WHAT IS EXPECTED
Continue the article on the Moscow Interbank Currency Exchange (MICEX) from the point where it stops.

Russian stock market index

The Moscow Interbank Currency Exchange (Московская межбанковская валютная биржа) or MICEX (ММВБ) was a stock exchange that operated in Russia from 1992 to 2011. MICEX was the leading Russian stock exchange and one of the largest universal stock exchanges in Eastern Europe. It merged with the Russian Trading System in 2011, creating Moscow Exchange.

MICEX consisted of about 550 participating organizations and members, which traded for their clients. In 2006 the volume of transactions on the MICEX reached 20.38 trillion rubles (US$754.9 billion), representing more than 90% of the total turnover of the leading stock exchanges in the Russian stock market. About 239 Russian companies were listed, with a market capitalization of US$950 billion as of December 2010.

== History ==

MICEX started with currency auctions in November 1989 as an initiative by the Foreign trade and investment bank of the USSR. Thus, for the first time the market ruble exchange rate to dollar was established. In January 1992 it became the main platform for carrying out currency transactions for banks and enterprises.

Until July 1992 the rate in the Moscow Interbank Stock Exchange was used by the Central Bank for the official quotation of ruble to foreign currencies. In the mid-1990s preparation for trading corporate securities and futures began.

On 19 December 2011, MICEX merged with the Russian Trading System to form a single entity known as MICEX-RTS that was expected to become a leading stock exchange globally for trading across asset classes and to advance Russia's plans to turn Moscow into an international financial centre. The goals of the merger included the optimisation of the Russian stock market, the reduction of the number of organisations with overlapping functions, the creation of a single platform for issuers, traders and investors, the reduction of transaction costs, and easier trading.

AVAILABLE DATA
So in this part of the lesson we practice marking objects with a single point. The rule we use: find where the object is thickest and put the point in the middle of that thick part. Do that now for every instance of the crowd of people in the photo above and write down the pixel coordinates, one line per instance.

THE ANSWER
Problems in merging the infrastructure resulted in computer errors in trades, something that had not happened on the merged exchanges for a decade: on the first day of trades, there was a short period of computer glitches when the clearing system malfunctioned, which resulted in registering multiple unsanctioned deals, with some traders suffering losses.

A new brand for the united exchange was unveiled in the first half of 2012.

==Chairman of the Board of Directors==
From 2009 until 2012, Bella Ilyinichna (also tranliterated Ilinichna) Zlatkis (Белла Ильинична Златкис) was chairman of the board of directors. (Note: From 27 May 2004 until 20 September 2022, Bella Ilyinichna Zlatkis or also transliterated as Bella Ilinichna Zlatkis (Белла Ильинична Златкис; born 5 July 1948, Moscow) was a Deputy Chairman of the Executive Board of Sberbank. From December 1992, Zlatkis was on the Attestation Commission (Аттестационная комиссия) of the Goskomimushchestvo («Госкомимущество»). From 2009 until 2012, Zlatkis was the chairman of the board of directors of MICEX, and, since 2011, she has been a member of the Board of Directors of MICEX-RTS which is known as the Moscow Exchange since 19 December 2011. On 8 May 2022, she was sanctioned by the Office of Foreign Assets Control of the United States Department of the Treasury.)